§ **Task directions**
Can you quote the stretch of the correlation thread from "Observation: The ties" through "Average Seagrass Density)"?

Observation: The ties correction factor is used for the Kendall’s Tau option of the Correlation data analysis tool.

74 thoughts on “Correlation Data Analysis Tool”

  1. Dear Dr. Zaiontz,

    Would it be appropriate to use correlation to check for trends in submerged aquatic vegetation change over time?
    For example: average seagrass density in an area measured each year
    (Year, Average Seagrass Density)
    2002 2.12
    2003 2.11
    2004 3.2
    2005 2.99
    2006 2.78
    2007 2.63
    2008 2.34
    2009 2.38
    2010 2.84
    2011 2.4
    2012 2.43
    2013 2.72
    2014 2.62
    2015 2.72
    2016 2.95
    2017 2.79
    2018 2.81
    2019 2.89
    2020 2.9
    2021 2.7
    2022 2.91

    If so would Pearsons or Kendalls tau-b be better? If I shouldn’t be using correlation here, should I be using a linear regression or a Mann-Kendall test instead?
    I can’t use this data to forecast because it is Braun-Blanquet data and the goal is just to track if there are any changes over time not predict the future values. The hypothesis is there is no trend, the null would be that there is some trend.

    Thank you for your time and your whole website it is very helpful.

    Kate

    Reply
  2. Correlations
    AVERAGE AVERAGE (Criterion Test)
    AVERAGE Pearson Correlation 1 .789**
    Sig. (2-tailed) .000
    N 123 123
    AVERAGE (Criterion Test) Pearson Correlation .789** 1
    Sig. (2-tailed) .000
    N 123 123
    ** Correlation is significant at the 0.01 level (2-tailed).

    How will I interpret this in validity?

    Reply
    • Hannah,
      A correlation of .789 is quite high. A significance of .000 probably means that it is very unlikely that the real population correlation is zero (a significant result). Without more context, I can’t say much more.
      Charles

      Reply
  3. Dear Charles,
    whe do I need to use 1 Tail and when do I need to use 2 Tails in the spearman´s correlation?
    Best regards
    Hannah

    Reply
  4. how to calculate (std err – Upper – Lower), of Pearson Correlation and linear regression manually? step by step in excel

    Reply
  5. Table 4. Relationship between socio-economic characteristics of the respondents and their buying behavior
    SOCIO-ECONOMIC CHARACTERISTICS COEFFICIENCT P-VALUE

    Age
    .301**
    .002

    Civil Status
    .364**
    .000

    **. Correlation is significant at the
    *. Correlation is significant

    Table 5. Relationship between Islam culture and their buying behavior of the respondents
    VARIABLES COEFFICIENCT P-VALUE

    Islam culture and buying behavior
    .775**
    .000

    **. Correlation is significant at the
    *. Correlation is significant
    dicuss for me

    Reply
  6. Hi, i wana know that i wana check the correlation between the management and their practices…..I mean i have 20 practices as a example and i have 4 management parts and i wana check the correlation of those 20 practices comes under which domain of management out of those 4 parts.??

§ **Material**
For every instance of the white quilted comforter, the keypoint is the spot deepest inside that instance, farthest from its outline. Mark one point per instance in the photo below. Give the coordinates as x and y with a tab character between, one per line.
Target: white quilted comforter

§ **Finished task**
Observation: The ties correction factor is used for the Kendall’s Tau option of the Correlation data analysis tool.

74 thoughts on “Correlation Data Analysis Tool”

  1. Dear Dr. Zaiontz,

    Would it be appropriate to use correlation to check for trends in submerged aquatic vegetation change over time?
    For example: average seagrass density in an area measured each year
    (Year, Average Seagrass Density)